## START EXERCISE MATERIAL
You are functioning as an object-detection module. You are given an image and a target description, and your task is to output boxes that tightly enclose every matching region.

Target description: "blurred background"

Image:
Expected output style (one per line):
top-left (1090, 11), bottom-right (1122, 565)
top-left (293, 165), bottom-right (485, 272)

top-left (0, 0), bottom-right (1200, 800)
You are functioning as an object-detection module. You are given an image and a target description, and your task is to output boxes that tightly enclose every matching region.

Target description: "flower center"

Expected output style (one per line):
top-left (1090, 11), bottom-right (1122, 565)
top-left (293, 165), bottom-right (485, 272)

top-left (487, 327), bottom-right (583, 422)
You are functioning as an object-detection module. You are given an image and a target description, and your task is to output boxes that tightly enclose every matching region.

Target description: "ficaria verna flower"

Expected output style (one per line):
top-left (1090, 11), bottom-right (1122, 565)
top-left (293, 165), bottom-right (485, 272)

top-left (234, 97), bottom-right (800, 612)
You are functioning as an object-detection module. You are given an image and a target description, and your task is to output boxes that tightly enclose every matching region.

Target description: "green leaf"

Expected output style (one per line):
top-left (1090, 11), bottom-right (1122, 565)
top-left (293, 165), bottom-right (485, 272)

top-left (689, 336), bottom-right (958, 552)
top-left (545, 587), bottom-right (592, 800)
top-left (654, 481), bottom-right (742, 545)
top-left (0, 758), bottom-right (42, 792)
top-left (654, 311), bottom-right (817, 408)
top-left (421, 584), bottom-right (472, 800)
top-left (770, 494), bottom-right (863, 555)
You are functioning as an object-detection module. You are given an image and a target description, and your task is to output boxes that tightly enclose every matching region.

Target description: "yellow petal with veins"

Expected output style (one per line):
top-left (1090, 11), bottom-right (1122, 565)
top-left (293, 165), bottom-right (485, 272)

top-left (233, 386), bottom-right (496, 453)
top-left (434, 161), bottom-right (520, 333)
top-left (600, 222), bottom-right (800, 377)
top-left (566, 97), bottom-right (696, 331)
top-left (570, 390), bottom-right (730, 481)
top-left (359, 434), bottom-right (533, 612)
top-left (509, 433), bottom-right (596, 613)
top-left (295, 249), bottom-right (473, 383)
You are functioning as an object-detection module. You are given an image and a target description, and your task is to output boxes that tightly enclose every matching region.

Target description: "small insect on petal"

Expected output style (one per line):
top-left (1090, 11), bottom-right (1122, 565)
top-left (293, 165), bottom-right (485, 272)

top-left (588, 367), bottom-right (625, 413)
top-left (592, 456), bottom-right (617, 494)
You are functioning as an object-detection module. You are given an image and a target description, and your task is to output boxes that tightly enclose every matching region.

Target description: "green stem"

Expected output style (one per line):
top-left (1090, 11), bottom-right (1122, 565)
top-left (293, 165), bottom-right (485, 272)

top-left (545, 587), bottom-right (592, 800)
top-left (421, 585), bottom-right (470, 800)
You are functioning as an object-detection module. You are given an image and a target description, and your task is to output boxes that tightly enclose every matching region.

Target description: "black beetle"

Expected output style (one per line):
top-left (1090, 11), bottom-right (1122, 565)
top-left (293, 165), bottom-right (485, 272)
## END EXERCISE MATERIAL
• **WORK TO COMPLETE**: Quote the material word for word, from its first line up to and including the line with "top-left (234, 97), bottom-right (800, 612)".

• **REPLY**:
You are functioning as an object-detection module. You are given an image and a target description, and your task is to output boxes that tightly enclose every matching region.

Target description: "blurred background"

Image:
Expected output style (one per line):
top-left (1090, 11), bottom-right (1122, 565)
top-left (293, 165), bottom-right (485, 272)

top-left (0, 0), bottom-right (1200, 800)
You are functioning as an object-detection module. You are given an image and a target description, and your task is to output boxes that tightly enclose every matching region.

Target description: "flower center"

Expected output style (one per line):
top-left (1090, 11), bottom-right (1122, 565)
top-left (293, 165), bottom-right (485, 272)

top-left (487, 327), bottom-right (583, 422)
You are functioning as an object-detection module. You are given an image and a target description, and your task is to output boxes that tightly enclose every matching region.

Target description: "ficaria verna flower"

Expected output style (one per line):
top-left (1090, 11), bottom-right (1122, 565)
top-left (293, 165), bottom-right (485, 272)

top-left (234, 97), bottom-right (800, 612)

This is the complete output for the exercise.